— Instructions to follow —
Please repeat each line below exactly, with no images in the copy.

★ ★ ★ ★

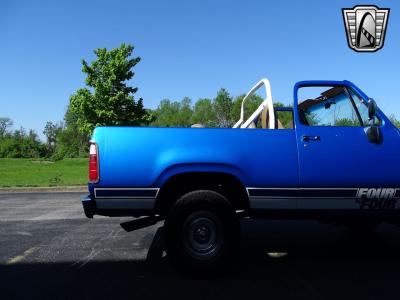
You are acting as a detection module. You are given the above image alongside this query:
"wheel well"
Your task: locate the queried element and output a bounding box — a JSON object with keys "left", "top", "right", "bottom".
{"left": 155, "top": 172, "right": 249, "bottom": 215}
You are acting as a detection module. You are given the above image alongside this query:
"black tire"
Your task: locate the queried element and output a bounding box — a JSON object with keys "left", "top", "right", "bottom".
{"left": 165, "top": 190, "right": 239, "bottom": 275}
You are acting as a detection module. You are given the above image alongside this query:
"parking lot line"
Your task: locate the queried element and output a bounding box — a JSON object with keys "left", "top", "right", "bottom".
{"left": 6, "top": 246, "right": 38, "bottom": 265}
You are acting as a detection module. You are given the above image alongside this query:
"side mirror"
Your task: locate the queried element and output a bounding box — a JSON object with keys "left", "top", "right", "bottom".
{"left": 368, "top": 99, "right": 377, "bottom": 120}
{"left": 365, "top": 125, "right": 381, "bottom": 144}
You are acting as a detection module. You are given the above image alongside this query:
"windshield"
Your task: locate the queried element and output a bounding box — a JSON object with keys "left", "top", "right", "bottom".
{"left": 298, "top": 86, "right": 363, "bottom": 126}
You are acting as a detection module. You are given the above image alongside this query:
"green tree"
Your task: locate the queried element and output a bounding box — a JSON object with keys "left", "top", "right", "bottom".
{"left": 151, "top": 99, "right": 180, "bottom": 127}
{"left": 230, "top": 94, "right": 263, "bottom": 125}
{"left": 69, "top": 43, "right": 148, "bottom": 136}
{"left": 213, "top": 88, "right": 233, "bottom": 128}
{"left": 177, "top": 97, "right": 193, "bottom": 126}
{"left": 0, "top": 117, "right": 13, "bottom": 137}
{"left": 0, "top": 127, "right": 44, "bottom": 158}
{"left": 191, "top": 98, "right": 215, "bottom": 126}
{"left": 151, "top": 98, "right": 193, "bottom": 127}
{"left": 53, "top": 106, "right": 89, "bottom": 159}
{"left": 274, "top": 102, "right": 294, "bottom": 129}
{"left": 389, "top": 115, "right": 400, "bottom": 128}
{"left": 334, "top": 118, "right": 360, "bottom": 126}
{"left": 43, "top": 121, "right": 62, "bottom": 156}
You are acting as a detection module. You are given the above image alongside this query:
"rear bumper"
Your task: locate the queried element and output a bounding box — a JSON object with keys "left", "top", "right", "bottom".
{"left": 80, "top": 194, "right": 156, "bottom": 218}
{"left": 81, "top": 195, "right": 96, "bottom": 218}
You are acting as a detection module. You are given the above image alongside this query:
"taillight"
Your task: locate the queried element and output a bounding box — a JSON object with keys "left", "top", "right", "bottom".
{"left": 89, "top": 142, "right": 99, "bottom": 183}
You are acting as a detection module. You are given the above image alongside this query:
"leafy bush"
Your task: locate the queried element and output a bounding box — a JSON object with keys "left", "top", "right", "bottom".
{"left": 0, "top": 128, "right": 45, "bottom": 158}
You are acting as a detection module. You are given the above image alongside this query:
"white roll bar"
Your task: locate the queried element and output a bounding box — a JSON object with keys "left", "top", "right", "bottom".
{"left": 232, "top": 78, "right": 275, "bottom": 129}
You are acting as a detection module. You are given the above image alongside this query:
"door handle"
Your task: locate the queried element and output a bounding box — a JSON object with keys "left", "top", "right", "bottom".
{"left": 302, "top": 135, "right": 320, "bottom": 141}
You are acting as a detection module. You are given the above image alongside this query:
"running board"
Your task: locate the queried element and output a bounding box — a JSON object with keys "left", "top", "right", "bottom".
{"left": 120, "top": 216, "right": 163, "bottom": 232}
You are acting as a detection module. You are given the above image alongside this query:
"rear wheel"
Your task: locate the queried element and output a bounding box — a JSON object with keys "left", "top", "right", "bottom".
{"left": 165, "top": 190, "right": 239, "bottom": 275}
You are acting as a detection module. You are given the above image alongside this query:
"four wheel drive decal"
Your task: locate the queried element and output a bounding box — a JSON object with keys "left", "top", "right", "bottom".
{"left": 246, "top": 188, "right": 400, "bottom": 210}
{"left": 356, "top": 188, "right": 399, "bottom": 210}
{"left": 356, "top": 188, "right": 397, "bottom": 199}
{"left": 357, "top": 197, "right": 398, "bottom": 210}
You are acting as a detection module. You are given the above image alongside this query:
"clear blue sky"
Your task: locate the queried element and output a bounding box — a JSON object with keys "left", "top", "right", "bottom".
{"left": 1, "top": 0, "right": 399, "bottom": 139}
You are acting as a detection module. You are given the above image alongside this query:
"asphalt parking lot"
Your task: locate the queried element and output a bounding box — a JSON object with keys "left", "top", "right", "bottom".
{"left": 1, "top": 192, "right": 400, "bottom": 299}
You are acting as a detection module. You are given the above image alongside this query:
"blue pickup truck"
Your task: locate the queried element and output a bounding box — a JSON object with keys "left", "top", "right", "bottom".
{"left": 81, "top": 79, "right": 400, "bottom": 273}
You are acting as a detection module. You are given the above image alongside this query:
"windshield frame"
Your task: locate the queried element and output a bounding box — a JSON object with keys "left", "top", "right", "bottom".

★ ★ ★ ★

— Completed task —
You are acting as a detection module. You are given the above image alongside this query:
"wheel well"
Your task: locate the queried element and output a bounding box — a JSON object with keys "left", "top", "right", "bottom".
{"left": 155, "top": 172, "right": 249, "bottom": 215}
You are acting as a detection module. You are given the above image alongside this query:
"black tire"
Your task: locate the queried element and output a bounding box — a JSON object with keys "left", "top", "right", "bottom".
{"left": 165, "top": 190, "right": 239, "bottom": 275}
You are acting as a detection module. You are given the above image alongside this query:
"parking lot line"
Your task: locate the queried element and output a bounding box — a JSON object with keys "left", "top", "right", "bottom".
{"left": 6, "top": 246, "right": 38, "bottom": 265}
You are acting as a detection module. You are given the above image alongside this query:
"side mirror"
Your task: locate the queried element and output a bounding box — a JSON object with keys "left", "top", "right", "bottom".
{"left": 368, "top": 99, "right": 377, "bottom": 120}
{"left": 365, "top": 125, "right": 381, "bottom": 144}
You are acting as a detection module. You are given the above image alongside this query:
"windshield"
Your task: locate the queried element and output a bounding box — a JSON object with keys "left", "top", "right", "bottom".
{"left": 298, "top": 86, "right": 363, "bottom": 126}
You are acting as a detection module. You are given the above image alongside this query:
"green tree"
Your task: locate the queried element and output a bounding box — a JSON object with keys "left", "top", "right", "bottom".
{"left": 151, "top": 99, "right": 180, "bottom": 127}
{"left": 230, "top": 94, "right": 263, "bottom": 125}
{"left": 69, "top": 43, "right": 148, "bottom": 136}
{"left": 213, "top": 88, "right": 233, "bottom": 128}
{"left": 177, "top": 97, "right": 193, "bottom": 126}
{"left": 0, "top": 117, "right": 13, "bottom": 137}
{"left": 0, "top": 127, "right": 44, "bottom": 158}
{"left": 191, "top": 98, "right": 215, "bottom": 126}
{"left": 151, "top": 98, "right": 193, "bottom": 127}
{"left": 53, "top": 106, "right": 89, "bottom": 159}
{"left": 274, "top": 102, "right": 294, "bottom": 129}
{"left": 389, "top": 115, "right": 400, "bottom": 128}
{"left": 334, "top": 118, "right": 360, "bottom": 126}
{"left": 43, "top": 121, "right": 62, "bottom": 156}
You are acting as a detection module. You are given the above image alongside this query:
"rear bumper"
Your task: locate the queried element and output a bounding box — a JSON object with keys "left", "top", "right", "bottom".
{"left": 80, "top": 194, "right": 156, "bottom": 218}
{"left": 81, "top": 195, "right": 96, "bottom": 218}
You are acting as a detection module. You are given the above image alongside this query:
"taillight"
Your task: locate the queried element and output a bounding box — a JSON object with keys "left", "top", "right", "bottom".
{"left": 89, "top": 142, "right": 99, "bottom": 183}
You are acting as a detection module. You are given the above image alongside this query:
"leafy bush"
Your task: locate the queried element and output a bounding box — a JSON object with keys "left", "top", "right", "bottom".
{"left": 0, "top": 128, "right": 45, "bottom": 158}
You are acting as a detection module. You are given the above image alongside this query:
"white roll bar"
Your task: locate the queried element and output a bounding box — a JSON object with keys "left", "top", "right", "bottom".
{"left": 232, "top": 78, "right": 275, "bottom": 129}
You are acting as a detection module. You are given the above image alongside this query:
"door handle"
Your task: locate the queried element and output a bounding box — a JSON object with keys "left", "top", "right", "bottom".
{"left": 302, "top": 135, "right": 320, "bottom": 141}
You are acting as a detection module. You are given the above image alongside this query:
"running board"
Your task: locate the queried element and output a bounding box — a JSON object with keys "left", "top", "right", "bottom".
{"left": 120, "top": 216, "right": 163, "bottom": 232}
You are acting as a detection module. You are given the above image alongside this query:
"rear wheel"
Your task: locate the queried element and output a bounding box — a JSON object with keys "left", "top", "right", "bottom".
{"left": 165, "top": 190, "right": 239, "bottom": 275}
You are acting as a detection module. You are given the above image alongside this query:
"four wheel drive decal"
Your task: locate the queried element and output a bounding box — a JSON object with keys "left", "top", "right", "bottom".
{"left": 246, "top": 188, "right": 400, "bottom": 210}
{"left": 356, "top": 188, "right": 399, "bottom": 210}
{"left": 356, "top": 188, "right": 397, "bottom": 199}
{"left": 357, "top": 197, "right": 398, "bottom": 210}
You are acting as a detection module. You are given the above image alongside this query:
"clear blue sky"
Your task: locate the queried element and output a bounding box — a JSON object with keys "left", "top", "right", "bottom".
{"left": 1, "top": 0, "right": 399, "bottom": 139}
You are acting as a detection module. You are given the above image alongside this query:
"asphalt parking lot"
Your task: locate the queried element and output a bounding box — a JSON object with keys "left", "top", "right", "bottom".
{"left": 1, "top": 192, "right": 400, "bottom": 299}
You are acting as a detection module. You are given the above image alongside this query:
"blue pickup truck"
Your task: locate the queried element and output a bounding box — a JSON object with keys "left", "top", "right", "bottom".
{"left": 81, "top": 79, "right": 400, "bottom": 273}
You are acting as a detection module. You are given the above image alongside this query:
"windshield frame"
Your task: locate the queried element and output a bounding box — a JSON object with keys "left", "top", "right", "bottom".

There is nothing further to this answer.